%%

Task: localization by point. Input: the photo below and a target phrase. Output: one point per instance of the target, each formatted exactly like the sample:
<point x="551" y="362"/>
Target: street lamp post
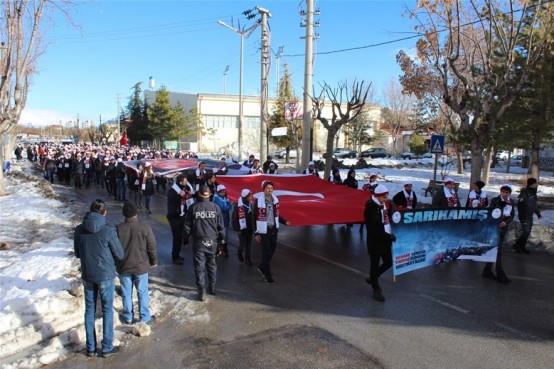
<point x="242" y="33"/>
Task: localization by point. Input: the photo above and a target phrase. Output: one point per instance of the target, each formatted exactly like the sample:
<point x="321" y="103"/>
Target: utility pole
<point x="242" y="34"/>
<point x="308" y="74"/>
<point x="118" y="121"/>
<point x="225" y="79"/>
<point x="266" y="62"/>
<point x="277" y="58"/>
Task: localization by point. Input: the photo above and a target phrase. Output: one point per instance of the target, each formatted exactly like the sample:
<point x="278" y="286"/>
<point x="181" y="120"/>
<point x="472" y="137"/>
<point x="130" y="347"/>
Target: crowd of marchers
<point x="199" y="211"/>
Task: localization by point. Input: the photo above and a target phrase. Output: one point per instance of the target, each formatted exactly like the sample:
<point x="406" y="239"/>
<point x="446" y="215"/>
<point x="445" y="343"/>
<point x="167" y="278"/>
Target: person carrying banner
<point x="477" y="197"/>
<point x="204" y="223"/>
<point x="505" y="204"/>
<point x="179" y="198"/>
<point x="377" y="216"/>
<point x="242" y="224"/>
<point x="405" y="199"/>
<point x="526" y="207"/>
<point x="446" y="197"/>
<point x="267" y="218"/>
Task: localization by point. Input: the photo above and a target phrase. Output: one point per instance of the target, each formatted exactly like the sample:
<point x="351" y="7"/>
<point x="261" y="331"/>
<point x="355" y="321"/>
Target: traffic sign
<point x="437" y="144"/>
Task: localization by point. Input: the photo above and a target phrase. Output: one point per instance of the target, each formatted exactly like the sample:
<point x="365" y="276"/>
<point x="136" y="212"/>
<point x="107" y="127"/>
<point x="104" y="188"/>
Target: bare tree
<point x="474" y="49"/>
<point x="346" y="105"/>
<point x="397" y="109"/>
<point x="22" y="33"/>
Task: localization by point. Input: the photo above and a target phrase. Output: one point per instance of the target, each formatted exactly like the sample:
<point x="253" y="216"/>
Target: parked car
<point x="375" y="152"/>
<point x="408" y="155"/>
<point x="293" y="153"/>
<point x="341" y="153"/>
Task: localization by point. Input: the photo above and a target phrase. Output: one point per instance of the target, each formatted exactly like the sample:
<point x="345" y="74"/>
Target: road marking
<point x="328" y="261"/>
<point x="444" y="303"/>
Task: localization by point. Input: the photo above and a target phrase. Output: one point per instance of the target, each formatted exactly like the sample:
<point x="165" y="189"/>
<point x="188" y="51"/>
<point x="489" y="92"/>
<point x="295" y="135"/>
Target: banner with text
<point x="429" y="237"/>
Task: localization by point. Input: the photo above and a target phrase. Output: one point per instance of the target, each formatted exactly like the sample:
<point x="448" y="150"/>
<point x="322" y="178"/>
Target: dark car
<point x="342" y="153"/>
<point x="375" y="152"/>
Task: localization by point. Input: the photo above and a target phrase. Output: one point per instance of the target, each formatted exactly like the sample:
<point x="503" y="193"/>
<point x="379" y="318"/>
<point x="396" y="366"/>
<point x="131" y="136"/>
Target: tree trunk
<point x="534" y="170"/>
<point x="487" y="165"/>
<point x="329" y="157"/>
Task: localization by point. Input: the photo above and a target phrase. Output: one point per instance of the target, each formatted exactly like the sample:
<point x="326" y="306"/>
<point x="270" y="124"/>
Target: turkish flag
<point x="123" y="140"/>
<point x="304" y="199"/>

%%
%%

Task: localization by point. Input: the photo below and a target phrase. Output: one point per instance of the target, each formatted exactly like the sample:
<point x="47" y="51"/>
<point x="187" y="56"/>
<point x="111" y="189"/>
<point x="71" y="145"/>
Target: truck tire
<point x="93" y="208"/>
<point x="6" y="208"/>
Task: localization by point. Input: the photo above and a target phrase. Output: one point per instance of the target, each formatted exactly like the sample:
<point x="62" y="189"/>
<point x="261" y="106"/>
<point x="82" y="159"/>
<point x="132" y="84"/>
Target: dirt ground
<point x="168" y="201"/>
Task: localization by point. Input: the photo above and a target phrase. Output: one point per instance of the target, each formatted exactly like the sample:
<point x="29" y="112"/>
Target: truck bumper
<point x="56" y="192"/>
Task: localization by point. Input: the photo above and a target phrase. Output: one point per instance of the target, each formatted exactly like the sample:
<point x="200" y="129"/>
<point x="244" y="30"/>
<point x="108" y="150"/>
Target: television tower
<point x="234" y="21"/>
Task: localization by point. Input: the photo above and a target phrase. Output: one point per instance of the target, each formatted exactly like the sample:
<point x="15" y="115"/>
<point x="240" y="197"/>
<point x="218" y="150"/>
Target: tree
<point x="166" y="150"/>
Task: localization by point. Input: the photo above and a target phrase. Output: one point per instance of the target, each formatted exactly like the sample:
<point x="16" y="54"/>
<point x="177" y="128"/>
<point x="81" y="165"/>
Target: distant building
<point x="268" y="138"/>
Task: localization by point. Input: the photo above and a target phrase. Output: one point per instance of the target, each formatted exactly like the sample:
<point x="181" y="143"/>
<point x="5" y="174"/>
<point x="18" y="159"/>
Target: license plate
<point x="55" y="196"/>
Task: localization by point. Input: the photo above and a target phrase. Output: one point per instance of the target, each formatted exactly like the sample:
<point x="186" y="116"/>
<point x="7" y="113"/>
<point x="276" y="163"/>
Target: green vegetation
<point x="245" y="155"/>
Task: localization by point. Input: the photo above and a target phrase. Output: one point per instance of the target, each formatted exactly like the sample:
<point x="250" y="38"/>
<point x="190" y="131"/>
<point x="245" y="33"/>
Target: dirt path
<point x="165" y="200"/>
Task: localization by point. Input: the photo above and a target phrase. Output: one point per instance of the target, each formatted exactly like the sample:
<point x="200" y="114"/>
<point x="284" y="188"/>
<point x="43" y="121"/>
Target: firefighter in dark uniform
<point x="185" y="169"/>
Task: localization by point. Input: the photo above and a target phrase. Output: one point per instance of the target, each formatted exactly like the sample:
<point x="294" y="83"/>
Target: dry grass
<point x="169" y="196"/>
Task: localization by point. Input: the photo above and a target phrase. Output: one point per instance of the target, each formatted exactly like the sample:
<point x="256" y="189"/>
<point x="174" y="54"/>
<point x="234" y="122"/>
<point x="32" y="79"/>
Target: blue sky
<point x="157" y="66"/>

%%
%%

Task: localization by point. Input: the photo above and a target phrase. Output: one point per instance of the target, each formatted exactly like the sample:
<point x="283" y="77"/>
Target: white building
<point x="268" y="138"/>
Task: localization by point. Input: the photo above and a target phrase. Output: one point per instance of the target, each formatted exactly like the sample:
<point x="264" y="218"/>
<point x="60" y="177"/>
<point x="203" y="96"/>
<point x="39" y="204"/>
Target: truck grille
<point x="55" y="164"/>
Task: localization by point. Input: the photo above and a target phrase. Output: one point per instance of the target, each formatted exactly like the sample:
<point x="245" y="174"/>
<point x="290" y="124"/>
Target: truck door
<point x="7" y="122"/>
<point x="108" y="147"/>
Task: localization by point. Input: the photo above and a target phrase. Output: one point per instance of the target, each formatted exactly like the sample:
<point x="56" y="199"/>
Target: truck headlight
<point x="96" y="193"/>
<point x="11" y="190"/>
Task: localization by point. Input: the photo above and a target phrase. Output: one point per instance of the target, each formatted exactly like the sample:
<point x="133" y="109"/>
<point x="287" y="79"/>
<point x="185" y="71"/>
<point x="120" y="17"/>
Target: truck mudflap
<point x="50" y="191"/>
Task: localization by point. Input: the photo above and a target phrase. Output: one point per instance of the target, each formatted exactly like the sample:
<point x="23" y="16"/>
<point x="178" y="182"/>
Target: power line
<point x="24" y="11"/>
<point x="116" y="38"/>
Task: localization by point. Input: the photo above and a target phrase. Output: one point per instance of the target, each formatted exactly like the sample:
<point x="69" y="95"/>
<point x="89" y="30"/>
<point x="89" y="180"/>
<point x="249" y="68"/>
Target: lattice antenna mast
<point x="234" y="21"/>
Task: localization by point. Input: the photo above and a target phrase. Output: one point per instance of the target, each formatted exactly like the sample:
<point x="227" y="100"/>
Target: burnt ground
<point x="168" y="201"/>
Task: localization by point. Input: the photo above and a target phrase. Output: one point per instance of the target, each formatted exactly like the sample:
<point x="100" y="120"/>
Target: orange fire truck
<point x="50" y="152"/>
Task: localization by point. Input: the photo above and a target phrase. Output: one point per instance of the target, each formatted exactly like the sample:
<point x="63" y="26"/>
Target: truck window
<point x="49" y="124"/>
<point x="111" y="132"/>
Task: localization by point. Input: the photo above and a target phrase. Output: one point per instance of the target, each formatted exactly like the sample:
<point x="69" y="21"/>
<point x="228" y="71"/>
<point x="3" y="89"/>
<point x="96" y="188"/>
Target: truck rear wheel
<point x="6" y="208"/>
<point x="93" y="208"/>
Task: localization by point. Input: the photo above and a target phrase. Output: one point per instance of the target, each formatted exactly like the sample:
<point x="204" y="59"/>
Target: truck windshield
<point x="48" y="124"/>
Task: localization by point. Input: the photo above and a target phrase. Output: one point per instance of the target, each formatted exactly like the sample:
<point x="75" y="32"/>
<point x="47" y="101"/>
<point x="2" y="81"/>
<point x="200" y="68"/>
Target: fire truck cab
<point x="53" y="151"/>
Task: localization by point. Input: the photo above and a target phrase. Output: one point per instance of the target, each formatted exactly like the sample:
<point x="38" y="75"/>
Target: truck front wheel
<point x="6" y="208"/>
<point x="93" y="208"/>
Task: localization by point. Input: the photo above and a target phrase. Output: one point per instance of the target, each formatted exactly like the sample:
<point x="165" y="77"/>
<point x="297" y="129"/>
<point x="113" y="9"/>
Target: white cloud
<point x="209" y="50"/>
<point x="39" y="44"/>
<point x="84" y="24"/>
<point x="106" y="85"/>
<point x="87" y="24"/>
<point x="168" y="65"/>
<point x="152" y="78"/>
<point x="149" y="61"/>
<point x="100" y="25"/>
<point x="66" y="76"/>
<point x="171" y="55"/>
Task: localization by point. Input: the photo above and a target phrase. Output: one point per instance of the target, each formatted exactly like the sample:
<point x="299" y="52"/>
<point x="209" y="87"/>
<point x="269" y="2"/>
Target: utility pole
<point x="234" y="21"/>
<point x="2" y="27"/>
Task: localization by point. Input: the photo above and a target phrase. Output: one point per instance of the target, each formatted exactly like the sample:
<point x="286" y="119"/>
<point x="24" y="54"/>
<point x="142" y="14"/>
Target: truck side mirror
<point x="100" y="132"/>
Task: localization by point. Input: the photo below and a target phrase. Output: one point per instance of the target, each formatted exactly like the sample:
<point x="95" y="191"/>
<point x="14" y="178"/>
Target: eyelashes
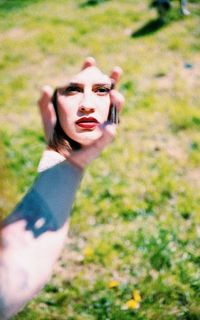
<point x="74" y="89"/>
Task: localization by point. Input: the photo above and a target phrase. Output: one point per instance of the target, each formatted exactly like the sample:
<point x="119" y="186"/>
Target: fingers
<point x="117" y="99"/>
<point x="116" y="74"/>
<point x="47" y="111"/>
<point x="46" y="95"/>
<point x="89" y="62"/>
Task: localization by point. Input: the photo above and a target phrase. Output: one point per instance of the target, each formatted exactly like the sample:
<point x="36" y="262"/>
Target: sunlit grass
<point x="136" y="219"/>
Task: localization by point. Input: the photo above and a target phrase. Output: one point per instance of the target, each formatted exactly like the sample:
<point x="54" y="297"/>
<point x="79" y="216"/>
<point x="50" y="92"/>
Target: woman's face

%%

> _Written exercise_: From the records, copy every line that contains the word "wheel".

> _Written response_:
Target: truck rear wheel
Target: truck front wheel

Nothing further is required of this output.